# TEKSTFRAGMENT
--

Rapport
Datum: 17 september 2007 Rapportnummer: 2007/196
2
Klacht Verzoeker klaagt erover dat een ambtenaar van het regionale politiekorps Haaglanden hem op 12 mei 2005 met een vuist in het gezicht heeft geslagen.
Beoordeling Algemeen 1. Verzoeker was op 12 mei 2005 bij kennissen op bezoek in de O.-straat te Den Haag. Op een gegeven moment ontstond er in de straat een opstootje en kwam er politie ter plaatse, waaronder politieambtenaar X. Verzoeker ging uit nieuwsgierigheid polshoogte nemen waarop hij door een politieambtenaar werd gevorderd afstand te nemen en zich te verwijderen. Aangezien verzoeker zich niet verwijderde, hielden politieambtenaren hem aan als verdacht van het niet voldoen aan bevel of vordering van een ambtenaar in functie, strafbaar gesteld in artikel 184, eerste lid, van het Wetboek van Strafrecht (zie Achtergrond, onder 1).
2. Bij de aanhouding gaf de betrokken politieambtenaar X verzoeker met zijn linkervuist een tik in het gezicht.
3. Op 19 mei 2005 wendde verzoeker zich tot zijn huisarts in verband met pijn aan zijn gezicht. In het ziekenhuis werd bij verzoeker een gebroken jukbeen geconstateerd.

--

# Rijen uit een dataset voor aanwijzen
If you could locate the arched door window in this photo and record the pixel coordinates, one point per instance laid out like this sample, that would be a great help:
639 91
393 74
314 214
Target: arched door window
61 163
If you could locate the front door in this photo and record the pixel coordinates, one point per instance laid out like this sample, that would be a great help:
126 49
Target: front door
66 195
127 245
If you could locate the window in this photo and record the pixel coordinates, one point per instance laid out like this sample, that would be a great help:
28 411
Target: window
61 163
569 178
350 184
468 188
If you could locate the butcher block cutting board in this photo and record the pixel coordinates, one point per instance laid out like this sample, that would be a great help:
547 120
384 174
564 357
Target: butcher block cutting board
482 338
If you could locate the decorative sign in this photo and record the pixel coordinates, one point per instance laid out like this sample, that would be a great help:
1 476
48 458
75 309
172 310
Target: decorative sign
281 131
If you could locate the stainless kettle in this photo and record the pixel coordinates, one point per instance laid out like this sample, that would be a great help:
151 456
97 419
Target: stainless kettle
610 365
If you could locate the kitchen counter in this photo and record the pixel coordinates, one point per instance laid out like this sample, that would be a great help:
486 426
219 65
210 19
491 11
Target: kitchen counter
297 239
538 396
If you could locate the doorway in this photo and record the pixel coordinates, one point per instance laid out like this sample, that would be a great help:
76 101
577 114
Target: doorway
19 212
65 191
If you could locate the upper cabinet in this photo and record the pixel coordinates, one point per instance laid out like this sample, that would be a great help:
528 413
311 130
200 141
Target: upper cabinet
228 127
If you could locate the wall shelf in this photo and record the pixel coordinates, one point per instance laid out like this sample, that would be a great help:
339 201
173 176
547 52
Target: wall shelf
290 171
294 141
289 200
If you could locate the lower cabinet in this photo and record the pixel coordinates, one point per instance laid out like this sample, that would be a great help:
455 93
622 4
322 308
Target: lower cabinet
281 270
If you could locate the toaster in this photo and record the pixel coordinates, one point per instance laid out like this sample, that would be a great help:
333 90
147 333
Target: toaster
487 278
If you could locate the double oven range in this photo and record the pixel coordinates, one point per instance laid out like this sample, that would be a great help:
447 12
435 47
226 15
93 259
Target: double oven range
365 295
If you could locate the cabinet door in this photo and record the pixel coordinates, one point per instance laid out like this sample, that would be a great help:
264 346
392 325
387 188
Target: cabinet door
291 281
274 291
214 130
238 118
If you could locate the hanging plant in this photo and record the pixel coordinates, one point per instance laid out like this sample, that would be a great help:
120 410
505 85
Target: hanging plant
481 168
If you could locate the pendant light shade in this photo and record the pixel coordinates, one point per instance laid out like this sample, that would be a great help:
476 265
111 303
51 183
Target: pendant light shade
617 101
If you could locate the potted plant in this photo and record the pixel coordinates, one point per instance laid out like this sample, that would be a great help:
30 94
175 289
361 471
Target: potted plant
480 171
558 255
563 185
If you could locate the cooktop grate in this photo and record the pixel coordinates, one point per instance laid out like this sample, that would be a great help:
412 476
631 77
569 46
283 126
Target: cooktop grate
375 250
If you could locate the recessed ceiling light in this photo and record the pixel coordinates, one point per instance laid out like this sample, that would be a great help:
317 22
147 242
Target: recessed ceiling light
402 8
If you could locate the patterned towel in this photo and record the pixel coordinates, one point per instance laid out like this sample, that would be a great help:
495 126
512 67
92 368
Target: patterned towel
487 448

--

# UIT TE VOEREN
• A. Welk letsel werd volgens het rapport in het ziekenhuis bij verzoeker vastgesteld?
• B. Druk uit het rapport de tekst af vanaf "3. Op 19 mei" tot en met "gebroken jukbeen geconstateerd.".
• C. Vertaal deze zin uit het rapport in het Engels: "Bij de aanhouding gaf de betrokken politieambtenaar X verzoeker met zijn linkervuist een tik in het gezicht."

# UITKOMSTEN
• A. Een gebroken jukbeen.

• B.
3. Op 19 mei 2005 wendde verzoeker zich tot zijn huisarts in verband met pijn aan zijn gezicht. In het ziekenhuis werd bij verzoeker een gebroken jukbeen geconstateerd.

• C. During the arrest, the police officer involved, X, gave the petitioner a blow to the face with his left fist.